- [OBJECTIVE A]: Rewrite the listing lines, from the one containing "Tag each instance of the white squeeze" through the end of the listing, as a JSON list of strings with one string per line and blank lines omitted.

- [SOURCE]:
Do you mean to tell me that this might not be a big corporate conspiracy from Canon to push people into buying their other full frame 8K video cameras currently available? And that Canon's engineers weren't able to create a fully weather sealed full frame 8K camera without active cooling and with no heat problems? And that a part in the R5 has a recommended upper temperature operational limit which seems to be around the same temperature at which the camera shuts off?

I am shocked.


----------



## privatebydesign (Sep 10, 2020)

amorse said:


> Do you mean to tell me that this might not be a big corporate conspiracy from Canon to push people into buying their other full frame 8K video cameras currently available? And that Canon's engineers weren't able to create a fully weather sealed full frame 8K camera without active cooling and with no heat problems? And that a part in the R5 has a recommended upper temperature operational limit which seems to be around the same temperature at which the camera shuts off?
> 
> I am shocked.


Well the two are not mutually exclusive, I notice in the teardown article they didn't comment on the heater elements clearly visible on a couple of the boards......


----------



## adigoks (Sep 10, 2020)

amorse said:


> Do you mean to tell me that this might not be a big corporate conspiracy from Canon to push people into buying their other full frame 8K video cameras currently available? And that Canon's engineers weren't able to create a fully weather sealed full frame 8K camera without active cooling and with no heat problems? And that a part in the R5 has a recommended upper temperature operational limit which seems to be around the same temperature at which the camera shuts off?
> 
> I am shocked.



EOSHD still in deny tho lol


----------



## SHAMwow (Sep 10, 2020)

Man once I saw his teardown I stopped having questions. Like it's one thing to think and say there's a lot of tech crammed into a tiny body, but holy crap. There was hardly any free space in his teardown its crazy.


----------



## ethanz (Sep 10, 2020)

privatebydesign said:


> At last somebody with common sense posting good content! The accurate and authoritative information always comes along so much slower than the clickbait bullshit hyperbole.



That seems to be true of more than just camera news sources


----------



## docsmith (Sep 10, 2020)

I get why Roger went about this the way he did. But, as a photographer first, I would love to see this analysis done based around photography. Say an action scenario where you shoot 5 second burst at 12 fps every 30 seconds 10 times (so over 5 min)? That would be 600 frames over 5 minutes.

Bet the camera barely warms up.


----------



## Jonathan Thill (Sep 10, 2020)

docsmith said:


> I get why Roger went about this the way he did. But, as a photographer first, I would love to see this analysis done based around photography. Say an action scenario where you shoot 5 second burst at 12 fps every 30 seconds 10 times (so over 5 min)? That would be 600 frames over 5 minutes.
> 
> Bet the camera barely warms up.


I will take that bet, the grip gets warm shooting bursts. Nothing crazy but I sure do feel it more on my R5 then my R and RP. The CFexpress card, Processor and VRAM are all in the grip and it adds up quick to be a warm camera.


----------



## docsmith (Sep 11, 2020)

Ramage said:


> I will take that bet, the grip gets warm shooting bursts. Nothing crazy but I sure do feel it more on my R5 then my R and RP. The CFexpress card, Processor and VRAM are all in the grip and it adds up quick to be a warm camera.


Ha...sounds like you have one in hand. How warm would you say it gets compared to ~20 min of 8k video?


----------

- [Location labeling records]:
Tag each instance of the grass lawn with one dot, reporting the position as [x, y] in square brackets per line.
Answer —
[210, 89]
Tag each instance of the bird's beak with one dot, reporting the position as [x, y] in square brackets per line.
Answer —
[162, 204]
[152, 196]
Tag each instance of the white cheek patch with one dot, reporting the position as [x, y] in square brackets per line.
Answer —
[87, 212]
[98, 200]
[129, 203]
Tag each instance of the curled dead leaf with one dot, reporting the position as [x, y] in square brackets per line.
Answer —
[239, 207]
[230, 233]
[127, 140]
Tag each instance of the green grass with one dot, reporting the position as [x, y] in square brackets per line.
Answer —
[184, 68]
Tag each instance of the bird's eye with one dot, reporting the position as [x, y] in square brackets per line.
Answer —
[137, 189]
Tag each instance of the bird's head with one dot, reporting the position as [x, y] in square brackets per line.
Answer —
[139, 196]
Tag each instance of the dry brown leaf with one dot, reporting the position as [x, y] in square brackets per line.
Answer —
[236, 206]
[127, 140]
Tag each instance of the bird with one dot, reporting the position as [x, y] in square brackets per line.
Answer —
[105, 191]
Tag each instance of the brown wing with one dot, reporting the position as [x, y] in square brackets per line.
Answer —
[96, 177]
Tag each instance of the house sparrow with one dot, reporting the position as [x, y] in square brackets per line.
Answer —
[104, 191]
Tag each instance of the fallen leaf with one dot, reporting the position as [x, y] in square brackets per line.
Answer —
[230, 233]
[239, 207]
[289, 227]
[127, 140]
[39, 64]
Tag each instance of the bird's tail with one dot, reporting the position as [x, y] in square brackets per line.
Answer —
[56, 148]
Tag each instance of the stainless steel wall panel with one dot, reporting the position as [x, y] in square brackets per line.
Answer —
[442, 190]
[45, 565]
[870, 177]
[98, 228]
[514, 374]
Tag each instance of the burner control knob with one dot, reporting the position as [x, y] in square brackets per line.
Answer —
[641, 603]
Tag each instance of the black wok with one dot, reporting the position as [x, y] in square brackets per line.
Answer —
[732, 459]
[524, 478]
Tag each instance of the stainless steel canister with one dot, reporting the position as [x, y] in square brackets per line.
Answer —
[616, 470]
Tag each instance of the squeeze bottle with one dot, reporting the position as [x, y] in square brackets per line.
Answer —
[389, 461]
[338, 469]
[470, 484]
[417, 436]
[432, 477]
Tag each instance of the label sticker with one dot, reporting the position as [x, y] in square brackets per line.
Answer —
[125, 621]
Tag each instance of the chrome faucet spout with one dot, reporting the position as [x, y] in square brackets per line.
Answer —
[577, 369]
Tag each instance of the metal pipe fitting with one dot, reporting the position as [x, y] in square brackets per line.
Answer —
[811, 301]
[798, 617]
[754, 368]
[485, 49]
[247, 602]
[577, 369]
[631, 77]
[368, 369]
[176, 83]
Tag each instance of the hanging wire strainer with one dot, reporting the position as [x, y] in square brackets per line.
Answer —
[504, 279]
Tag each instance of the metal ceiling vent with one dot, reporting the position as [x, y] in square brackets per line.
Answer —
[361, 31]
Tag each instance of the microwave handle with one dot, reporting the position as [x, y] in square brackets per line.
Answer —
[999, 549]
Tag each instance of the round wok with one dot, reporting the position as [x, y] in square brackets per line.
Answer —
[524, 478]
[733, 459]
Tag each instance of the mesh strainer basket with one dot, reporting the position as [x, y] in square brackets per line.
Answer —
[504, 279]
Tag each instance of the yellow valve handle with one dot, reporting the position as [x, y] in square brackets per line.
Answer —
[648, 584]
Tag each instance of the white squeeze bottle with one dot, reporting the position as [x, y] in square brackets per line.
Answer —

- [OBJECTIVE B]: In the thread, which components does the post about the grip warming during bursts say are located in the grip?

- [COMPLETE OUTPUT A]:
[
  "Tag each instance of the white squeeze bottle with one dot, reporting the position as [x, y] in square brackets per line.",
  "Answer —"
]

- [COMPLETE OUTPUT B]: The CFexpress card, the processor, and the VRAM.